> [Exercise requirements]:
Count the lines in the rows below that include the string "trophy", and give only the number.

> [Exercise inputs]:
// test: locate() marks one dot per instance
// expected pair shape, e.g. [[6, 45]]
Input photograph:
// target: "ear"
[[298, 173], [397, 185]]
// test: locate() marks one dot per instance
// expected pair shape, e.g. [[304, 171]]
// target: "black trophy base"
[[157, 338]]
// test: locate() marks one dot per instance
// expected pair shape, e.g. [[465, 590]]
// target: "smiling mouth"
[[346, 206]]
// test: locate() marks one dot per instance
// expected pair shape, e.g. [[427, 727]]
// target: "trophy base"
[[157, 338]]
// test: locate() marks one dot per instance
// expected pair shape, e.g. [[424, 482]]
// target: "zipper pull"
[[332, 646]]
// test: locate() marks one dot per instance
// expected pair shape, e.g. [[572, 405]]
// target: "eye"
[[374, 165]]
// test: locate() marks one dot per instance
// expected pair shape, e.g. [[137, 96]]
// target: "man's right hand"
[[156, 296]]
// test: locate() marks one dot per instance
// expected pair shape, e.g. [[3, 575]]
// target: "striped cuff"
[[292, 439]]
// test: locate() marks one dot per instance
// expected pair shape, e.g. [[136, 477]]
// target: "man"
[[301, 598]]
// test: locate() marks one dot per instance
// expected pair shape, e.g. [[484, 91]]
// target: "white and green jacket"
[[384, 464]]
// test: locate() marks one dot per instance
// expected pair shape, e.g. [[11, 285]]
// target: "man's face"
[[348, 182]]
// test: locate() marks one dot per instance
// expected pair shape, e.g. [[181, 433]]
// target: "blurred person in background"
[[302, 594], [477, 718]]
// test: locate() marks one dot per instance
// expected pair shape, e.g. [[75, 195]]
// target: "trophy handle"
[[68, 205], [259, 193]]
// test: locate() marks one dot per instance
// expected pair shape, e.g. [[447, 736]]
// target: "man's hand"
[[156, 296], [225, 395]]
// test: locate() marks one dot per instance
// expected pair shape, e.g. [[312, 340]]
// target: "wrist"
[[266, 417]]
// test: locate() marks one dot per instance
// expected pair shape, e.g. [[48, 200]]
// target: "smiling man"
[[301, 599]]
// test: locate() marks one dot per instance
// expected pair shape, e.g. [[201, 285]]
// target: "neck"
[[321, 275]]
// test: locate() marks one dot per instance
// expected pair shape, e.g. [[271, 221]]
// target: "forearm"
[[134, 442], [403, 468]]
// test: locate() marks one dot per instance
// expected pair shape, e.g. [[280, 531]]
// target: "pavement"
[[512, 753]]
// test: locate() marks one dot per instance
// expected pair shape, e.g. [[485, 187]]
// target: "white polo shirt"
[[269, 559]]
==
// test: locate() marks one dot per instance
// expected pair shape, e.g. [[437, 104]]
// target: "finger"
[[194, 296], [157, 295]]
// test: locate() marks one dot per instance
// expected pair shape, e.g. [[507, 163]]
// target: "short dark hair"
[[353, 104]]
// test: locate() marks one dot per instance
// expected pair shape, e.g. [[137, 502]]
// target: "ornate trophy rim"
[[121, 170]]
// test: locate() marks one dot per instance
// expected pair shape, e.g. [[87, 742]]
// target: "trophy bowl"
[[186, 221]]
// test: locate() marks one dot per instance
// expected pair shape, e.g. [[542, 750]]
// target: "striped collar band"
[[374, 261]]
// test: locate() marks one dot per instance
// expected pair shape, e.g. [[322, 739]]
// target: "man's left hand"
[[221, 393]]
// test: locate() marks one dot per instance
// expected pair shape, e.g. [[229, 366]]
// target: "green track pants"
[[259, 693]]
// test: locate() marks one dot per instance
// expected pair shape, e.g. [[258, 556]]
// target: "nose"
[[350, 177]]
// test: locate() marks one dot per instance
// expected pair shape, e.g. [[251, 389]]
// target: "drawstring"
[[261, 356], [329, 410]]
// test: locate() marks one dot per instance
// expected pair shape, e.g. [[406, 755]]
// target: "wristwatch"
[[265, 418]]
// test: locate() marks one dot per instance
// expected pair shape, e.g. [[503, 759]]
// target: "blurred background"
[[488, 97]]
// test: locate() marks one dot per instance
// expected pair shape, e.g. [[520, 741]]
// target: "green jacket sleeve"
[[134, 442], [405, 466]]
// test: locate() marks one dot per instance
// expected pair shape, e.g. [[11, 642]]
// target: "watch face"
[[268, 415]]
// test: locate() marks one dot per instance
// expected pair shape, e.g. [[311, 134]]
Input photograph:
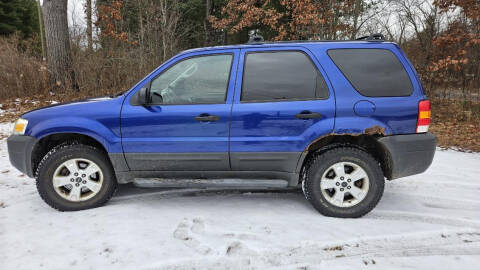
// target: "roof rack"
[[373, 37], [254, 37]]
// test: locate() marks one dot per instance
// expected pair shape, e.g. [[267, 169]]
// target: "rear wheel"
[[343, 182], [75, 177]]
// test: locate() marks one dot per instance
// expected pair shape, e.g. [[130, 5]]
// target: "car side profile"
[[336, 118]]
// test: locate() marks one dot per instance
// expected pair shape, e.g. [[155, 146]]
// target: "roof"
---
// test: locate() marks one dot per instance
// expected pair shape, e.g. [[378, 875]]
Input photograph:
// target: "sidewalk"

> [Solution to this problem]:
5